PASSAGE TO READ:
►

Linear Algebra – Solving Circular Determinant Problems

Question

I'm stuck in this question:
How calculate this determinant ?
$$\Delta=\left|\begin{array}{cccccc}
1&2&3&\cdots&\cdots&n\\
n&1&2&\cdots&\cdots& n-1\\
n-1&n&1&\cdots&\cdots&n-2\\
\vdots &\ddots & \ddots&\ddots&&\vdots\\
\vdots &\ddots & \ddots&\ddots&\ddots&\vdots\\
2&3&4&\cdots&\cdots&1
\end{array}\right|$$
Thanks a lot.

◄

RECORDS SHOWN:
►

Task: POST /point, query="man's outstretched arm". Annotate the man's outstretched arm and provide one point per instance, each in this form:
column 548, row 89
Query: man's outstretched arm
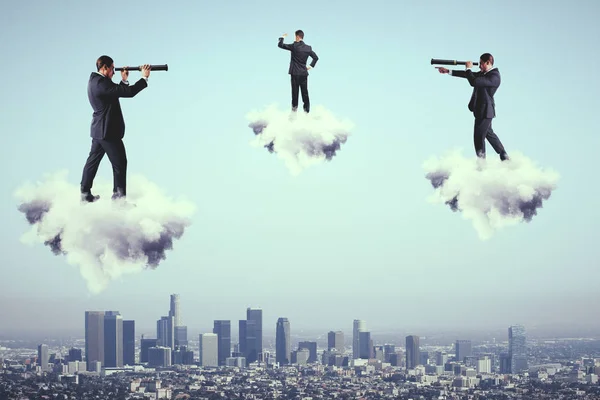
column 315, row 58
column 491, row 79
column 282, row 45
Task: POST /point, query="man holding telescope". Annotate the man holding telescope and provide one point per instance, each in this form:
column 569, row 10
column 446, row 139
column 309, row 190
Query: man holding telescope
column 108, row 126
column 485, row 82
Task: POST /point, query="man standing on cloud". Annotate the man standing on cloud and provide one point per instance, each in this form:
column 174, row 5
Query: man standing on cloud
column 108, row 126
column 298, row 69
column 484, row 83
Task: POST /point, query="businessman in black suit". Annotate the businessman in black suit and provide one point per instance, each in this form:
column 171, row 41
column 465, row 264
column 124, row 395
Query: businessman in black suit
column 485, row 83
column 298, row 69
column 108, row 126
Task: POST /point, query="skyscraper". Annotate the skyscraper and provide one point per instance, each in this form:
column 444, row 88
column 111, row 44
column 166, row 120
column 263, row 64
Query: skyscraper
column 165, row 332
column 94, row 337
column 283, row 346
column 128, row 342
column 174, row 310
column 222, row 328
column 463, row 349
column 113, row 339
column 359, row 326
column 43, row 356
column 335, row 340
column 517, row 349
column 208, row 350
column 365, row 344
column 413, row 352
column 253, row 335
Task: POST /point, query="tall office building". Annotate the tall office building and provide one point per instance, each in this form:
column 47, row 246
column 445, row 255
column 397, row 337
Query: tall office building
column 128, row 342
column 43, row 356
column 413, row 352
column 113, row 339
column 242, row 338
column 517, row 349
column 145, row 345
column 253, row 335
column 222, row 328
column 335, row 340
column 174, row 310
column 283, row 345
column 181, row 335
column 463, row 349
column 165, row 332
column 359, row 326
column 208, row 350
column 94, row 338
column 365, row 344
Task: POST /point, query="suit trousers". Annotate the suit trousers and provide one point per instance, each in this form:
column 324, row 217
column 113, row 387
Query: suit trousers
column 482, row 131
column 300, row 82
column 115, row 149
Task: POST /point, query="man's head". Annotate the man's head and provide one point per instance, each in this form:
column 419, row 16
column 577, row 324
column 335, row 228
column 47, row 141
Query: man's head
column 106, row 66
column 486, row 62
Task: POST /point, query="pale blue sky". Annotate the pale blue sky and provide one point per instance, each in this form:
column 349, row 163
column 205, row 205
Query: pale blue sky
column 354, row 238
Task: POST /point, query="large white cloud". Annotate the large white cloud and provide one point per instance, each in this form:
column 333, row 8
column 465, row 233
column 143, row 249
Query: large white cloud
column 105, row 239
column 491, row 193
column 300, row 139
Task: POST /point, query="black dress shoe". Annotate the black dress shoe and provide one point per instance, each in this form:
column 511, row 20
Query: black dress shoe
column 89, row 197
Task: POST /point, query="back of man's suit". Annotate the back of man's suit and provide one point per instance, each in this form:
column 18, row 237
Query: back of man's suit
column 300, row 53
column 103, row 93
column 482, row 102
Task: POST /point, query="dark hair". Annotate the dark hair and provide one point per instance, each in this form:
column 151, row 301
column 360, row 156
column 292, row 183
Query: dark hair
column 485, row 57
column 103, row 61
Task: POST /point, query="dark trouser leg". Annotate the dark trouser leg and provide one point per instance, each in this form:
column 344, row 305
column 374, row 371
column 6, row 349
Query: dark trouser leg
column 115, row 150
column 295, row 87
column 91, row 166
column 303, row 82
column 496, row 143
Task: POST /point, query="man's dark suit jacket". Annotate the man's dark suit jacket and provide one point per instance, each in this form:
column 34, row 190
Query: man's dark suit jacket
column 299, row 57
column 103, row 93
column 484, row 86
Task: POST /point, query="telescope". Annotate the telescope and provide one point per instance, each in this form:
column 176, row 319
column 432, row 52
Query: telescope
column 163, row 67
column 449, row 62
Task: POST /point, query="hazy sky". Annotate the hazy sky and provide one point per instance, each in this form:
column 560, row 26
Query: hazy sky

◄

WHAT THIS EXERCISE ASKS:
1/ Set down the part of the determinant question above, from "I'm stuck in" up to and including "Thanks a lot.".
2/ Using the determinant question above, say whether each statement agrees with it, giving yes or no and the deciding words quoted from it. (a) The poster says they are stuck on the question. (b) The poster asks how to compute the inverse of a matrix. (c) The title places the question under calculus.
3/ Write what comes next in the determinant question above, starting after its last sentence.

FINAL ANSWERS:
1/
I'm stuck in this question:
How calculate this determinant ?
$$\Delta=\left|\begin{array}{cccccc}
1&2&3&\cdots&\cdots&n\\
n&1&2&\cdots&\cdots& n-1\\
n-1&n&1&\cdots&\cdots&n-2\\
\vdots &\ddots & \ddots&\ddots&&\vdots\\
\vdots &\ddots & \ddots&\ddots&\ddots&\vdots\\
2&3&4&\cdots&\cdots&1
\end{array}\right|$$
Thanks a lot.

2/
(a) Yes: "I'm stuck in this question"
(b) No: "How calculate this determinant ?"
(c) No: "Linear Algebra – Solving Circular Determinant Problems"

3/
Answer 1

Since the matrix with determinant $\Delta$ is circulant, its eigenvalues $\{\lambda_j\}_{j=1}^n$ are given by

$$\lambda_j=1+2\omega_j+3\omega_j^2+\ldots+n\omega_j^{n-1},$$

where $\omega_j=\exp\left(\frac{2\pi ij}{n}\right)$. The determinant is the product of the eigenvalues.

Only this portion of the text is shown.